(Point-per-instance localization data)

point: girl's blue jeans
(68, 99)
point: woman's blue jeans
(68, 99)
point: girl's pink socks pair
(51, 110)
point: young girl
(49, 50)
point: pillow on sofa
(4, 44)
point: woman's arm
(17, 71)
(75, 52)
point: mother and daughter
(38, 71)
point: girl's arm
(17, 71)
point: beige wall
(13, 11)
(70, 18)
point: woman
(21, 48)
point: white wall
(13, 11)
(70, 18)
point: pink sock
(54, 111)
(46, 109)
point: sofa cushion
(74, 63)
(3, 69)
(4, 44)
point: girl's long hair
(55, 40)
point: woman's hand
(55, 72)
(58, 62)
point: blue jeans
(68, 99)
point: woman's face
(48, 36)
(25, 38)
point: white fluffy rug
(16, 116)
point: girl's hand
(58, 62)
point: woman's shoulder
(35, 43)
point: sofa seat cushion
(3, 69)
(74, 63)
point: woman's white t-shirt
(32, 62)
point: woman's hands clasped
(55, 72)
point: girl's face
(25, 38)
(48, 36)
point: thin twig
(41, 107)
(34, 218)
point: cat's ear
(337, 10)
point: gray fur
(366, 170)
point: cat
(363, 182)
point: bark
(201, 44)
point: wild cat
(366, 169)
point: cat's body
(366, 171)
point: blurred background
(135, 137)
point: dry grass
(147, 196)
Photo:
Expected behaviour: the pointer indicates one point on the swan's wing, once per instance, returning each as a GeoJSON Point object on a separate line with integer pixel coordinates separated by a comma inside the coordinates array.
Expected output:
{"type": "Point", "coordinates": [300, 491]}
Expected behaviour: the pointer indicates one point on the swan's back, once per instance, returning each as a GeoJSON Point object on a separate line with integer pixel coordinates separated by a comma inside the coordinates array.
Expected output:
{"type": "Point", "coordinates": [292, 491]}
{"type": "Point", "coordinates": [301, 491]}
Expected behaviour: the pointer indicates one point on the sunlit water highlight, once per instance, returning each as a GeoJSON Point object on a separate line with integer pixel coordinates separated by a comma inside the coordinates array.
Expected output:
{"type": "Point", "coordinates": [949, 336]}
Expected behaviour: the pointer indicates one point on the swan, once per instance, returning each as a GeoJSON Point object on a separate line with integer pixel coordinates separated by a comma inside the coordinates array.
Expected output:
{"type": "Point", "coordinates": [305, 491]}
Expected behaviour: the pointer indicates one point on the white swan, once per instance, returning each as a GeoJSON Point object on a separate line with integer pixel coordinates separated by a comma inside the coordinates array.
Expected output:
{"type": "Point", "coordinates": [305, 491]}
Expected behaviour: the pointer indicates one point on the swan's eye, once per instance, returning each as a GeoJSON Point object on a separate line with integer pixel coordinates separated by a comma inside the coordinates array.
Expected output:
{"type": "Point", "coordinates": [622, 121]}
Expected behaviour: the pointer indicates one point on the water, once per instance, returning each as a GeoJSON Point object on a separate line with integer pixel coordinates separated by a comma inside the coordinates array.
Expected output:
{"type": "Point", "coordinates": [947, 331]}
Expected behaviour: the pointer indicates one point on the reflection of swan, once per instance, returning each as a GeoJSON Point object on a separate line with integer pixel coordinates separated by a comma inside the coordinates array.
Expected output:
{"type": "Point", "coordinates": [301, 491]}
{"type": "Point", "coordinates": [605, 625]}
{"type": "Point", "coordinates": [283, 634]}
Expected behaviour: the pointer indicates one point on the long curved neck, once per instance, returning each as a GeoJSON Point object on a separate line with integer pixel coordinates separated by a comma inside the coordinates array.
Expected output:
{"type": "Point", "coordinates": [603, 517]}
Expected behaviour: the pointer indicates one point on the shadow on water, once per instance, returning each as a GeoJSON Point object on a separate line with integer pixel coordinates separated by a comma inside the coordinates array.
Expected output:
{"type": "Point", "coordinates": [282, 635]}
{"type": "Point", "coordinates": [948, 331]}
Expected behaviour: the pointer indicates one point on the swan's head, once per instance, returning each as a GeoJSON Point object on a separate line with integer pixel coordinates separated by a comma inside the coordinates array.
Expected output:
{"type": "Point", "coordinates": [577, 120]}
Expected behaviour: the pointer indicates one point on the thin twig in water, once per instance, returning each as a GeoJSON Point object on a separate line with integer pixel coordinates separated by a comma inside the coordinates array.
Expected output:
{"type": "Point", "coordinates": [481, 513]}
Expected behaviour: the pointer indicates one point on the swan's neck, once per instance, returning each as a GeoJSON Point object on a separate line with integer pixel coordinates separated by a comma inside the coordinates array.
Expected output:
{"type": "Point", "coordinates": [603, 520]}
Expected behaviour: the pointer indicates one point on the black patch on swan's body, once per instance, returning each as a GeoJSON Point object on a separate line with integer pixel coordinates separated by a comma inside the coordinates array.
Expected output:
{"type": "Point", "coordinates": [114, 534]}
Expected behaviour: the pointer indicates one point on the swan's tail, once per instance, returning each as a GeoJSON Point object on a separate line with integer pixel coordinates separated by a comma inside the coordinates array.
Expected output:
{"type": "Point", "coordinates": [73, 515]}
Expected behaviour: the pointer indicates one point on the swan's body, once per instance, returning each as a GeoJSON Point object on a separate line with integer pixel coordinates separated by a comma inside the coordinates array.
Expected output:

DIRECTIONS: Write out every line in the data that holds the string "neck".

SOLUTION FOR THIS TASK:
Expected behaviour: the pointer indicates one point on the long curved neck, once per instance, returning each as a GeoJSON Point object on a separate line with integer pixel coordinates separated by a comma inside the coordinates array.
Expected behaviour: the pointer indicates one point on the swan's neck, once per instance, returning each as a GeoJSON Point object on a separate line with integer pixel coordinates separated by a comma inside the coordinates array.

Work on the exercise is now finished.